Explore the material:
1) Translate the following sentence from the text about Melissa Ryke into Spanish: "The recordings were taken during a three-week stay in February-March 2020, between the waning Black Summer bushfires and the cusp of the coronavirus pandemic."
2) Return the passage of the text about Melissa Ryke from "Braced under the" to "other), and rain.", copied word for word.

Selected text:
━━━━━━━━━━━━━━━━━━━━━━━━━━━━━━
Curator: Mikail Koçak

2195 Rue Chéravoie

Melissa Ryke is an Australian artist currently based in Brussels. She studied Fine Arts in both Australia and France and has recently completed the European Postgraduate in Art in Sound at KASK, Ghent. Ryke’s practice-led research focuses on a critical and playful investigation of the quotidian and experimentation with installation and time based media.

Braced under the heating sun is centred around listening to and documenting her childhood home in Queensland Australia. The recordings were taken during a three-week stay in February-March 2020, between the waning Black Summer bushfires and the cusp of the coronavirus pandemic. Inspired by the open architecture of the wooden house, where nature (a wild exterior) pushes against and blurs into the home (an organised interior), the audiovisual installation includes five chapters that focus on: the cracking of the house adjusting to the sun heating the roof, the subtly changing cicada songs from dusk to dawn, the path being taken to mow the lawn, the texture of voices (human and other), and rain.

Ryke focused on these particular moments because they offered a way to reflect on ideas of porosity, natural polyrhythms, non-hierarchical listening and recording strategies, ecology, and everyday rhythms and cycles that happen in contingency with the world rather than being isolated from it. In this work, Ryke explores how the porosity of architecture offered moments where boundaries broke and the lives of different beings crossed, where there was a constant push and pull between the ‘other’ and the ‘human’. In this house the rhythms and cycles of the living and the immediate needs of every living being are highlighted and played out. “[I]t is where intensities proliferate themselves, where forces are expressed for their own sake, where sensation lives and experiments, where the future is affectively and perceptually anticipated” (Elizabeth Grosz, 2008).
━━━━━━━━━━━━━━━━━━━━━━━━━━━━━━
Extracted entries:
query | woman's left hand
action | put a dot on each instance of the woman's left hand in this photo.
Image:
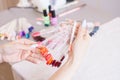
(20, 50)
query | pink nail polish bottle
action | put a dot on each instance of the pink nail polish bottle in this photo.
(53, 18)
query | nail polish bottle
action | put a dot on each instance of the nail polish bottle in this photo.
(49, 8)
(46, 18)
(53, 18)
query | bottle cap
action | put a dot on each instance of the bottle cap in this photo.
(44, 12)
(53, 13)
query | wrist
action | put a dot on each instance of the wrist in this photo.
(1, 57)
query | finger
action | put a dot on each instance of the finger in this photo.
(25, 41)
(23, 47)
(33, 60)
(25, 54)
(38, 56)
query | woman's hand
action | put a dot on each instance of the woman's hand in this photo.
(20, 50)
(80, 45)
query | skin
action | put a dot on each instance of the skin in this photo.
(76, 54)
(20, 50)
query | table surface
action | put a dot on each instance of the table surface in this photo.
(102, 62)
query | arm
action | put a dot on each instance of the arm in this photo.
(1, 60)
(76, 55)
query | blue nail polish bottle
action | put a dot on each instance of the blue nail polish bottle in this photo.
(30, 29)
(27, 35)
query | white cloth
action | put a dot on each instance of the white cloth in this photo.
(103, 58)
(102, 61)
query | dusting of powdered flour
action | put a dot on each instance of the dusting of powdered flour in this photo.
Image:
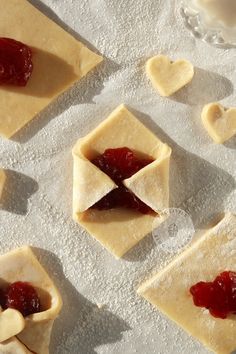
(102, 312)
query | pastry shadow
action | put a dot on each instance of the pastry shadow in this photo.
(231, 143)
(18, 188)
(196, 186)
(50, 75)
(206, 87)
(82, 92)
(141, 250)
(89, 326)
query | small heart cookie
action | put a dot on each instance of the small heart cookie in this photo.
(169, 77)
(11, 323)
(219, 122)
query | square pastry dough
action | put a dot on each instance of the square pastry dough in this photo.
(2, 182)
(59, 60)
(212, 254)
(35, 331)
(119, 229)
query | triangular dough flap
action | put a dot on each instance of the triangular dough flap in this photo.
(120, 129)
(89, 183)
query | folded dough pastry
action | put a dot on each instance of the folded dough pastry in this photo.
(120, 229)
(59, 60)
(22, 265)
(169, 291)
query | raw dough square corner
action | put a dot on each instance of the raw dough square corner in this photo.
(119, 229)
(168, 291)
(59, 61)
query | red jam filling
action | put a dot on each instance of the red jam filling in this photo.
(15, 62)
(20, 296)
(119, 164)
(219, 296)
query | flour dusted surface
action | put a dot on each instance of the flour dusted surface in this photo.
(202, 180)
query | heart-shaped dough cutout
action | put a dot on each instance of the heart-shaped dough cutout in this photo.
(169, 77)
(219, 122)
(11, 323)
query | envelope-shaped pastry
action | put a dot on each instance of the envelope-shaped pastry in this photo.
(2, 181)
(59, 60)
(169, 290)
(119, 229)
(32, 332)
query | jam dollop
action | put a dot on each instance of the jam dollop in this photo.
(21, 296)
(16, 64)
(219, 296)
(119, 164)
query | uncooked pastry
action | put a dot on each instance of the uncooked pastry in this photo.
(13, 346)
(119, 229)
(2, 182)
(210, 255)
(59, 60)
(168, 77)
(22, 265)
(219, 122)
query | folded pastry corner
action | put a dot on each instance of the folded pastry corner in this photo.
(169, 290)
(2, 181)
(32, 331)
(119, 229)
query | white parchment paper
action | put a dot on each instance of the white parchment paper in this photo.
(102, 312)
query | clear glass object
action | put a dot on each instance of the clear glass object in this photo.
(213, 21)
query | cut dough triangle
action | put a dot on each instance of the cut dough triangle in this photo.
(155, 175)
(11, 323)
(119, 229)
(59, 61)
(90, 183)
(22, 265)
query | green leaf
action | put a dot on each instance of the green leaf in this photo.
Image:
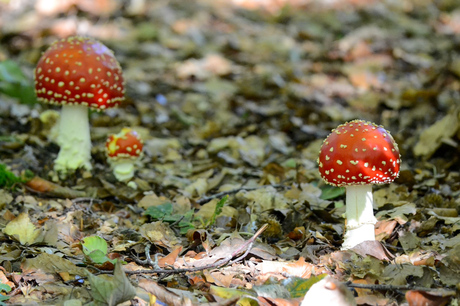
(159, 212)
(15, 84)
(163, 212)
(111, 291)
(298, 286)
(96, 249)
(7, 178)
(5, 287)
(217, 210)
(331, 192)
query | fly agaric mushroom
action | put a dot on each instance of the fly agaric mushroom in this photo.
(123, 150)
(77, 72)
(356, 155)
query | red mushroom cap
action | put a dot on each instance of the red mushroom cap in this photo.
(79, 70)
(358, 153)
(126, 144)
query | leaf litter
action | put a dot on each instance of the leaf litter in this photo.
(233, 100)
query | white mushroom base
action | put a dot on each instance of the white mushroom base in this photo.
(360, 216)
(74, 140)
(123, 169)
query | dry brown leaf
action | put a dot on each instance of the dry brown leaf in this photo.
━━━━━━━━━━━━━━━━━━━━━━━━━━━━━━
Answers given:
1) Las grabaciones se realizaron durante una estancia de tres semanas en febrero-marzo de 2020, entre el declive de los incendios forestales del Verano Negro y los albores de la pandemia de coronavirus.

2)
Braced under the heating sun is centred around listening to and documenting her childhood home in Queensland Australia. The recordings were taken during a three-week stay in February-March 2020, between the waning Black Summer bushfires and the cusp of the coronavirus pandemic. Inspired by the open architecture of the wooden house, where nature (a wild exterior) pushes against and blurs into the home (an organised interior), the audiovisual installation includes five chapters that focus on: the cracking of the house adjusting to the sun heating the roof, the subtly changing cicada songs from dusk to dawn, the path being taken to mow the lawn, the texture of voices (human and other), and rain.